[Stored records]
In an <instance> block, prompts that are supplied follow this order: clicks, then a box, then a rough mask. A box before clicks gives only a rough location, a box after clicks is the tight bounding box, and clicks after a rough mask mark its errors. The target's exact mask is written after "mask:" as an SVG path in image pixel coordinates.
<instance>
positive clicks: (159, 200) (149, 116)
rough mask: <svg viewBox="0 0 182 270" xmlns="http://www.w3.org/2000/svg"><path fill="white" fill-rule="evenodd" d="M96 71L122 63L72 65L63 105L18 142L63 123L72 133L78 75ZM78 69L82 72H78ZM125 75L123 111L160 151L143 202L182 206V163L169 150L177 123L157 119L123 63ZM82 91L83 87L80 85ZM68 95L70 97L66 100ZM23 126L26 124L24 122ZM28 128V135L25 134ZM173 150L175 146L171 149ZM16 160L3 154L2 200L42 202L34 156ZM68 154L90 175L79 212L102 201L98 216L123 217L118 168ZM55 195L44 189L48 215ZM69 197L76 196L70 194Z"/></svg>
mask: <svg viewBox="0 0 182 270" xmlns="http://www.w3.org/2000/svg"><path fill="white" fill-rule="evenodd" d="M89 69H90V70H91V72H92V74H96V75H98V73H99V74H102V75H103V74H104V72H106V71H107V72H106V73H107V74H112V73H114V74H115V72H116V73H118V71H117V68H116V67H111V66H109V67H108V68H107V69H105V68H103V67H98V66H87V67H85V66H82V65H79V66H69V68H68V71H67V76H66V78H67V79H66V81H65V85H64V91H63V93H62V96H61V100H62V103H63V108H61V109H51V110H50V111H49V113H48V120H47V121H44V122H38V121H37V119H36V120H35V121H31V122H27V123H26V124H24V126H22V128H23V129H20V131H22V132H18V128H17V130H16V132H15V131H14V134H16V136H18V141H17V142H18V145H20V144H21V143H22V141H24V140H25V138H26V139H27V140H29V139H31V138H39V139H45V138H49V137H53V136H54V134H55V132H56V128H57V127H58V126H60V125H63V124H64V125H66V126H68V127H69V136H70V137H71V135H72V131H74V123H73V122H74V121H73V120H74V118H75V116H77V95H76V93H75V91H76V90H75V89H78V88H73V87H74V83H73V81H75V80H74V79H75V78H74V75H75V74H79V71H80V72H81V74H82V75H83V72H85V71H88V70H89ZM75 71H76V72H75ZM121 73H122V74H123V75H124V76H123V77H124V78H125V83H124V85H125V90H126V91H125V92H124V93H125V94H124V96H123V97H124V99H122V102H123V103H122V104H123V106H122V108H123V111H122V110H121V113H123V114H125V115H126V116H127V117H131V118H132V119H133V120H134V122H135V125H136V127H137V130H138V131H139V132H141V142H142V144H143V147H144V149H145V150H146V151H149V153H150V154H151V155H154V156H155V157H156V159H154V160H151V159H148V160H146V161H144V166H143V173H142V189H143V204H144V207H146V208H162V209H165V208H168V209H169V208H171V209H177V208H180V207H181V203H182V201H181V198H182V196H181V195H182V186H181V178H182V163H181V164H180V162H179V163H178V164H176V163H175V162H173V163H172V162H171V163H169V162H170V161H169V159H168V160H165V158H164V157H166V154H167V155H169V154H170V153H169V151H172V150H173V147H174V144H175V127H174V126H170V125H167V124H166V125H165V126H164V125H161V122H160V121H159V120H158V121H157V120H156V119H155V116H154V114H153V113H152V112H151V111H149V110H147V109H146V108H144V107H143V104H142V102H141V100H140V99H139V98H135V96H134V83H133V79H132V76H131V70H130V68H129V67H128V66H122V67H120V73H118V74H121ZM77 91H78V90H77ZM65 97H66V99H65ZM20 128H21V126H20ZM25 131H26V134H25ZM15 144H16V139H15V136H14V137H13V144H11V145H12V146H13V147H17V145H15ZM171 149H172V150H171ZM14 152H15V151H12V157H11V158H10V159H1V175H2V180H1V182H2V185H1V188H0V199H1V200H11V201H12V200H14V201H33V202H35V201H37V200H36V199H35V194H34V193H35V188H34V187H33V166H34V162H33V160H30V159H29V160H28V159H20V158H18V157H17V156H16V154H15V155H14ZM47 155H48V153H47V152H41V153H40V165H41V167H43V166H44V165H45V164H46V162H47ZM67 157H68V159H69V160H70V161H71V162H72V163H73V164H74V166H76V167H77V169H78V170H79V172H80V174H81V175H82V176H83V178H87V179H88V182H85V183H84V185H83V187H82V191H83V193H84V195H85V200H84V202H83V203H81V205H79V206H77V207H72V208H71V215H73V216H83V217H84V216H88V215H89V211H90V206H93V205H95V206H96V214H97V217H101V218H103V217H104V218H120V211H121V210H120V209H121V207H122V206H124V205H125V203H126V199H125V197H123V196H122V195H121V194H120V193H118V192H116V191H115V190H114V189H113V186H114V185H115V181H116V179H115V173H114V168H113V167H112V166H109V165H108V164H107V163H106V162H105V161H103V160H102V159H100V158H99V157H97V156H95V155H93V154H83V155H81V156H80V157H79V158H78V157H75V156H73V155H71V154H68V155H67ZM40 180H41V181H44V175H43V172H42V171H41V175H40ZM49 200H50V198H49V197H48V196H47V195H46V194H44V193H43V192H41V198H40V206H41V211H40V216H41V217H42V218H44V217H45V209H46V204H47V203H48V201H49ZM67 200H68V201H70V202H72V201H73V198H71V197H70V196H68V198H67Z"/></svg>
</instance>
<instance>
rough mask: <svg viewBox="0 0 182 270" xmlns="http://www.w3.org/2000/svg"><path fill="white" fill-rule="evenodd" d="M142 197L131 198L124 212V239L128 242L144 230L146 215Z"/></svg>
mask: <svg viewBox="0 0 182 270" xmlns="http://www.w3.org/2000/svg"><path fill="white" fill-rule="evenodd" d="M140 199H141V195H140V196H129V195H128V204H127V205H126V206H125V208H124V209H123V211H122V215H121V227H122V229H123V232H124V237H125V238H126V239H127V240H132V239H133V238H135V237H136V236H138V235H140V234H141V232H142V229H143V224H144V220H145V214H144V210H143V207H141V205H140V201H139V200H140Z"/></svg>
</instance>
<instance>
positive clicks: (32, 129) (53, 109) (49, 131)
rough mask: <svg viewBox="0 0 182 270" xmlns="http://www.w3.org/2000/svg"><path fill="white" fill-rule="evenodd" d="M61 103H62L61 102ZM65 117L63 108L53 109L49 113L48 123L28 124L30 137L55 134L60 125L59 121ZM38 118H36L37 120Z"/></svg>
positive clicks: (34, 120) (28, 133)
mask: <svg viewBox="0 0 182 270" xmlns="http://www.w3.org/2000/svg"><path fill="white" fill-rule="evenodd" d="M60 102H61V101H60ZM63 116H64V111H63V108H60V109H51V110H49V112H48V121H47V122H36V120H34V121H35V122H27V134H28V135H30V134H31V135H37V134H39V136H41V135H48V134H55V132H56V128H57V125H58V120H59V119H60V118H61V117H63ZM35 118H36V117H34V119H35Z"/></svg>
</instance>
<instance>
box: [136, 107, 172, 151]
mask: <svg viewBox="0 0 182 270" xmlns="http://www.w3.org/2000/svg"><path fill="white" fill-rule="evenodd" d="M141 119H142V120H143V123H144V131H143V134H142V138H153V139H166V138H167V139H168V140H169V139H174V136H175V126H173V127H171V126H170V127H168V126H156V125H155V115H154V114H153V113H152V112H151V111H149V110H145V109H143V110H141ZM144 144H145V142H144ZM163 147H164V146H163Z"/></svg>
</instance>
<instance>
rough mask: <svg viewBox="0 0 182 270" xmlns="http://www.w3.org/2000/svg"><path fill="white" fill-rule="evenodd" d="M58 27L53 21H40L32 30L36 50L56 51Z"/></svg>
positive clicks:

▶ [The problem]: Copy the entries word for word, starting at the first line and stopping after the line that contains "positive clicks: (159, 200) (149, 116)".

▶ [Task answer]:
In an <instance> block, prompts that are supplied follow this order: clicks, then a box, then a rough mask. A box before clicks gives only a rough location, a box after clicks is the tight bounding box, and clicks after a rough mask mark its errors. The target's exact mask is written after "mask:" as an SVG path in image pixel coordinates.
<instance>
positive clicks: (159, 200) (149, 116)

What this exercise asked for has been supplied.